EXCERPT PROVIDED:
=== Begin Enclosure ===


      If it sounds harsh, so be it.

    2. er, MOST supervised.

      My wife is a Social Worker. So, you don't just get my highly biased opinion but relevant facts ;)

  3. Sounds good, but Greyhawk Grognard suggested it may deter stores from running Magic at all.

    Tenkar, you're a cop, you may have more insight into this than most. Does the following look practical as an alternative?

    I would think the best way to do it would be:


    (1) Background Checks


    (2) No unaccompanied minors

    And let the stores decide which.

    My Meetup has a "no under 18s" policy; precisely in order to avoid the issue of being responsible for the wellbeing of minors. Does WoTC have the opposite, a requirement that MTG organisers let minors play?

    1. If I was a store, the no accompanied minors will be my downfall. Am I going to ask for valid ID like a bar?

      The either / or is never a position that protects an establishment - it will hang them in the end.

    2. I guess an "If you look under 21 you will be required to present ID to show you're 16+/18+" type policy as used for alcohol purchases would be what makes sense to me. At least here in England, tortious liability of the store owner would be for Negligence, not strict liability for failing to prevent all minors playing despite their best efforts.

    3. (I know in at least some US states you have to produce ID for any alcohol purchase, even if you're a senior citizen. Obviously that is pretty extreme.)

    4. The fee of a background check will be much less then the amount organised play like drafts and prereleases brings in. Any store who decides not to run anything magic related because of this is cutting off a lot of revenue for no real reason.

    5. This comment has been removed by the author.

  4. So, where's the outrage brigade from the previous post?

  5. The key point is controlling positions of power. You obviously cannot lock goofs out but you can deny them authority and that is an important distinction. Coordinators and judges for WotC events should be considered no different from a scout leader or soccer coach (both of which require background checks here in Canada) and its reasonable to require such.

  6. I'm a little surprised by all the Devil's advocate commentary. While it may be grossly unfair to treat a young man who had relations with a 17 year old girl the same as a child molester, these precautions can only help.

    Magic:the gathering is not a right, but a privilege... and a rather lame one, if I'm being completely honest.

=== End Enclosure ===

Please copy the part of the comment thread on background checks above word for word, starting with "2. I guess an" and going on through "their best efforts.".

GIVEN RECORDS:
=== Begin Enclosure ===

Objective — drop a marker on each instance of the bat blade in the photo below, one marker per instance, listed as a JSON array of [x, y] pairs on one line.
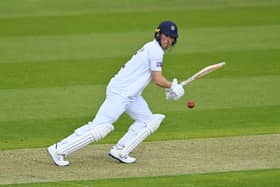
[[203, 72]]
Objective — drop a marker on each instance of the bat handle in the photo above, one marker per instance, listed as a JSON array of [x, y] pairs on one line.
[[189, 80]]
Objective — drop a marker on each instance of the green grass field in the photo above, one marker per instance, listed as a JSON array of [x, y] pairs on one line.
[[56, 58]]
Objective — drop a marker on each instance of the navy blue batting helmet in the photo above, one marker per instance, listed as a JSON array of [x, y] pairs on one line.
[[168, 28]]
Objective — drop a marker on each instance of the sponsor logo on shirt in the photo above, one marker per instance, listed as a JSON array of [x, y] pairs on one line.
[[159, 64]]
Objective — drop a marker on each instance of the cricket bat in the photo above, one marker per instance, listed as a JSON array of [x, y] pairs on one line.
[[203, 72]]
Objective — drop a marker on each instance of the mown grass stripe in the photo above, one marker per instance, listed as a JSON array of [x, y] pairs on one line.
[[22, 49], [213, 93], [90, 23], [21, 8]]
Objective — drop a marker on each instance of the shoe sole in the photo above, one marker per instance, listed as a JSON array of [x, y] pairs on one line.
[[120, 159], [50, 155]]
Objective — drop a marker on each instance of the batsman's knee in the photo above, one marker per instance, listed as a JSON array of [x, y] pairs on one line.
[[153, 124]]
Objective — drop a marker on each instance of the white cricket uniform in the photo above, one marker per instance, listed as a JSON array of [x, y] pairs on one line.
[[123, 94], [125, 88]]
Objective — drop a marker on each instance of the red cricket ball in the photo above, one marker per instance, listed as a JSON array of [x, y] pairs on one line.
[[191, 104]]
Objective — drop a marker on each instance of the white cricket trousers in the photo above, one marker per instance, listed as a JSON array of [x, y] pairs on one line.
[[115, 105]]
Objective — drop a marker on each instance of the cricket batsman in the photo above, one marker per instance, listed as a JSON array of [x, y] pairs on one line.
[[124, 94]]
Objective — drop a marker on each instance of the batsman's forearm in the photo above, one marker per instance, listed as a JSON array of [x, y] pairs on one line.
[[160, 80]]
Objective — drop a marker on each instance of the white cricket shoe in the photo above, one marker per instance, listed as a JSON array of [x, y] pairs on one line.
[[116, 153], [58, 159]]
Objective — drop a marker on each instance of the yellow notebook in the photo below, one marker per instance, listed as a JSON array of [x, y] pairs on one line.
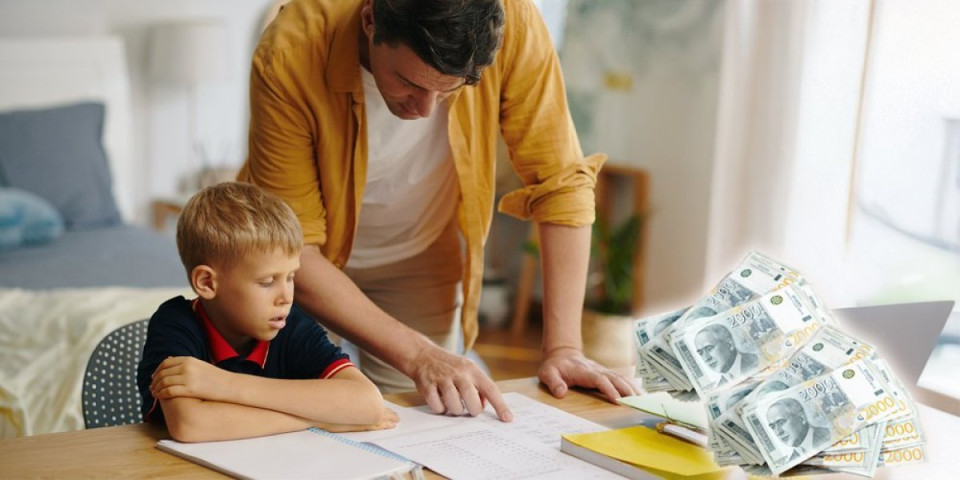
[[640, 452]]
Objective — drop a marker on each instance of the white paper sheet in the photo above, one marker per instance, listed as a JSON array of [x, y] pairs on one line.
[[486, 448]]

=== End Enclosure ===
=== Begin Enclosure ===

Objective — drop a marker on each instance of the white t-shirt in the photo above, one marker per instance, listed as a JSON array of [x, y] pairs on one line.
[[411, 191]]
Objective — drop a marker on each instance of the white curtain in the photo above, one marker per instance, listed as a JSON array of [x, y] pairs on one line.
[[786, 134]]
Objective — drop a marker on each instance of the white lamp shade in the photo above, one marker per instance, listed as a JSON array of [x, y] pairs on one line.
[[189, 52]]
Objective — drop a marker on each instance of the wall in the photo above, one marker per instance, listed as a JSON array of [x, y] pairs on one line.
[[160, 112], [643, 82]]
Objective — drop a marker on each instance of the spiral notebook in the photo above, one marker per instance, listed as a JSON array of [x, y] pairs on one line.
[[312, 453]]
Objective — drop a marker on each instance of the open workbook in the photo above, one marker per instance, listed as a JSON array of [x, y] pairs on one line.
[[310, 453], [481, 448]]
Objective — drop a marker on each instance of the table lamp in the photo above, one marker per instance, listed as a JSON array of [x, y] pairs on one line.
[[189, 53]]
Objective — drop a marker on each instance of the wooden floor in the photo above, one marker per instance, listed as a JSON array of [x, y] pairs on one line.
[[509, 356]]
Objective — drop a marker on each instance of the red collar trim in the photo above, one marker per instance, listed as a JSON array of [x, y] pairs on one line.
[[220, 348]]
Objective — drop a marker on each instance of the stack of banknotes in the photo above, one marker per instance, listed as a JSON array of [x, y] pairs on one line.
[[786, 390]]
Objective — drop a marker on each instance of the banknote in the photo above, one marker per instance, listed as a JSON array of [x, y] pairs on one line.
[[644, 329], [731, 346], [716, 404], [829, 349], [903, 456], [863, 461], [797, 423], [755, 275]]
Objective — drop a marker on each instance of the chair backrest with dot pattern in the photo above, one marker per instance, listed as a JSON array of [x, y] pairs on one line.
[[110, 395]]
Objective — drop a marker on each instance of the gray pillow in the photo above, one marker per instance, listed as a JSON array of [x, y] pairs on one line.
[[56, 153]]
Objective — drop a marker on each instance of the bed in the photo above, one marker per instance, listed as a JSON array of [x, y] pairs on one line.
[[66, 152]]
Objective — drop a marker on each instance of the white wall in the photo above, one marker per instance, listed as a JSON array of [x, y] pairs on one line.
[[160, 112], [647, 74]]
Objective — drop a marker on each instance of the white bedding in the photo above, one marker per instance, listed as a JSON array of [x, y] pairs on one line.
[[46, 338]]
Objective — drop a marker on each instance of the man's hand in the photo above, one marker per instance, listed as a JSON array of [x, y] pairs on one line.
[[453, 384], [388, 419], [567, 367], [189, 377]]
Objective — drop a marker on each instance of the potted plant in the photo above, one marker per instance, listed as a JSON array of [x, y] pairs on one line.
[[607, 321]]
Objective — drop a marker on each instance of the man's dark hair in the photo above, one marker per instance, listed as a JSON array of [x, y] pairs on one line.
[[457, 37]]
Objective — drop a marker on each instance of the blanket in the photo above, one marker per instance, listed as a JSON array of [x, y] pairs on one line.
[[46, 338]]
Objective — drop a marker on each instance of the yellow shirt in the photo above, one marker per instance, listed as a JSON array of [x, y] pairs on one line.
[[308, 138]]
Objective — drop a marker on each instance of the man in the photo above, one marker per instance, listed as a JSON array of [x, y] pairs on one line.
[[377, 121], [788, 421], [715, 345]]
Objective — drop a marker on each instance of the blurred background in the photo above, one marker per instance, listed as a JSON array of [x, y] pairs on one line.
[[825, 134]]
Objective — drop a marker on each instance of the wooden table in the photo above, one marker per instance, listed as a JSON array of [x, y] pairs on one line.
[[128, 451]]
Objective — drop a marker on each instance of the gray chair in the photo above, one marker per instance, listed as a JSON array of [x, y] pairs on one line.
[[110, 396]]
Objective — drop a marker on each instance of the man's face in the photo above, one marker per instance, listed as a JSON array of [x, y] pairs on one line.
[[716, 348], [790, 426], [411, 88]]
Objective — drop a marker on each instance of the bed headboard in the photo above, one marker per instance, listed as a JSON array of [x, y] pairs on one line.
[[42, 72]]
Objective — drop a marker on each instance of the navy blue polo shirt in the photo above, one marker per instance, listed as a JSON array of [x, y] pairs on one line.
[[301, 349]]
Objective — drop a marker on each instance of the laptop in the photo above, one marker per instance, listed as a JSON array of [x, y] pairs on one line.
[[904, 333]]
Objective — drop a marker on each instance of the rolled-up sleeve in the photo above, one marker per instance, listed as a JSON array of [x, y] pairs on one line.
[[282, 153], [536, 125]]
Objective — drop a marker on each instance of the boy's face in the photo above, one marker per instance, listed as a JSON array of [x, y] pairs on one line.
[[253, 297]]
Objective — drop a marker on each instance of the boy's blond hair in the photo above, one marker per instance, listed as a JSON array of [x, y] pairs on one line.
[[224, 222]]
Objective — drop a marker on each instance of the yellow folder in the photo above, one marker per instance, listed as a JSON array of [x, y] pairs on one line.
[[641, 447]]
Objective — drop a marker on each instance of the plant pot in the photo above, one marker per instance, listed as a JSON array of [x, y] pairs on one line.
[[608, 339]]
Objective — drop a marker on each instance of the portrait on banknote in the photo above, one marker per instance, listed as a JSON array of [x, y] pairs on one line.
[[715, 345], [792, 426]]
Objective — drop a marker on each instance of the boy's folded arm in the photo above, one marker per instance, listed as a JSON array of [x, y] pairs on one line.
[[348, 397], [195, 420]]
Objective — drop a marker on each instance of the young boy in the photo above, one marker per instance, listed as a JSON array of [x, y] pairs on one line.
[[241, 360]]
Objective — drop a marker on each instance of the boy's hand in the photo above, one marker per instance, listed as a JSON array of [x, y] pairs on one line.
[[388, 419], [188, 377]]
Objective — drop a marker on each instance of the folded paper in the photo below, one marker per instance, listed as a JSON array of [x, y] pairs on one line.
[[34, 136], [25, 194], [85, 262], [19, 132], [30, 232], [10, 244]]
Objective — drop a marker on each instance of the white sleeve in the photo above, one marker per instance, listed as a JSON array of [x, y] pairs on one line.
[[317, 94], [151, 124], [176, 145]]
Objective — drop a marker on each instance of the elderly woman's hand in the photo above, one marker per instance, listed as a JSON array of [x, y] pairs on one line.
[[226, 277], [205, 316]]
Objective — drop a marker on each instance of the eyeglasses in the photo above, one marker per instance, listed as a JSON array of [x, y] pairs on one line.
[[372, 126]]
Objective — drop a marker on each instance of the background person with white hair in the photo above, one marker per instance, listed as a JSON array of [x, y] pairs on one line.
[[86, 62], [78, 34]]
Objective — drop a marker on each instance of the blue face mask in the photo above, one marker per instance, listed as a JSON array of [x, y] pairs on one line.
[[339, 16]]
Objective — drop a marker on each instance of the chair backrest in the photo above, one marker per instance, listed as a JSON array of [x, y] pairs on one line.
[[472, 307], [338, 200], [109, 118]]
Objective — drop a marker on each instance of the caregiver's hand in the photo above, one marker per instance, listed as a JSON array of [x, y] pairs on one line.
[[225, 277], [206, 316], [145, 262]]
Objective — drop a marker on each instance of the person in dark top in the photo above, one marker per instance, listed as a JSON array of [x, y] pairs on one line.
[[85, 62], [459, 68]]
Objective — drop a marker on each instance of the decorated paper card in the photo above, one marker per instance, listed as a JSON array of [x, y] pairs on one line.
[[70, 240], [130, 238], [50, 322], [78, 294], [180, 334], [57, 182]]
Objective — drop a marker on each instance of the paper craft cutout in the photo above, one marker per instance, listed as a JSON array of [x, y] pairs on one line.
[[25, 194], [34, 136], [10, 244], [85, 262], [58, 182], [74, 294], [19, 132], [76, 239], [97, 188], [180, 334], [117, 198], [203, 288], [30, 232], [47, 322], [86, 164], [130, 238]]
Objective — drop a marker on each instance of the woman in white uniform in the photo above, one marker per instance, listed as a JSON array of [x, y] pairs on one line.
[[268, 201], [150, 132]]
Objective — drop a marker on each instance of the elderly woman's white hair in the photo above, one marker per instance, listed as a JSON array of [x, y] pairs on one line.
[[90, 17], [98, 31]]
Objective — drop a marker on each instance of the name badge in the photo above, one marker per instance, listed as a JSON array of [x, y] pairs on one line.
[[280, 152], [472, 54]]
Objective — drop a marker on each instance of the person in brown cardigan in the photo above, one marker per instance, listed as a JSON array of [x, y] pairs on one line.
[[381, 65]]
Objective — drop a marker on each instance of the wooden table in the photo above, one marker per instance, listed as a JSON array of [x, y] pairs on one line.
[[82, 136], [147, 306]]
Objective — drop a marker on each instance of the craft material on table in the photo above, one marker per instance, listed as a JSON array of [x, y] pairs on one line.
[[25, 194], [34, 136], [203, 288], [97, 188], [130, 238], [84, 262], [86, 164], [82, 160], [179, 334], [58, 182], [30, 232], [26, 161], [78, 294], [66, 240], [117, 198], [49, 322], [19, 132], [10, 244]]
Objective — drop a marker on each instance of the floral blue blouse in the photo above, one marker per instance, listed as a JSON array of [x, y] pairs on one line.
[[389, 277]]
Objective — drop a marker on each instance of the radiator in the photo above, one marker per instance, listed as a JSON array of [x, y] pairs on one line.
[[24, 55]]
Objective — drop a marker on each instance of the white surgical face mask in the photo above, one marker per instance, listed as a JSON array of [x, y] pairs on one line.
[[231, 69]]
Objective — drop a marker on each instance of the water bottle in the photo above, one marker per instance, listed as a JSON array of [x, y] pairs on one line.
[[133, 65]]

=== End Enclosure ===

TASK RESULT:
2. I guess an "If you look under 21 you will be required to present ID to show you're 16+/18+" type policy as used for alcohol purchases would be what makes sense to me. At least here in England, tortious liability of the store owner would be for Negligence, not strict liability for failing to prevent all minors playing despite their best efforts.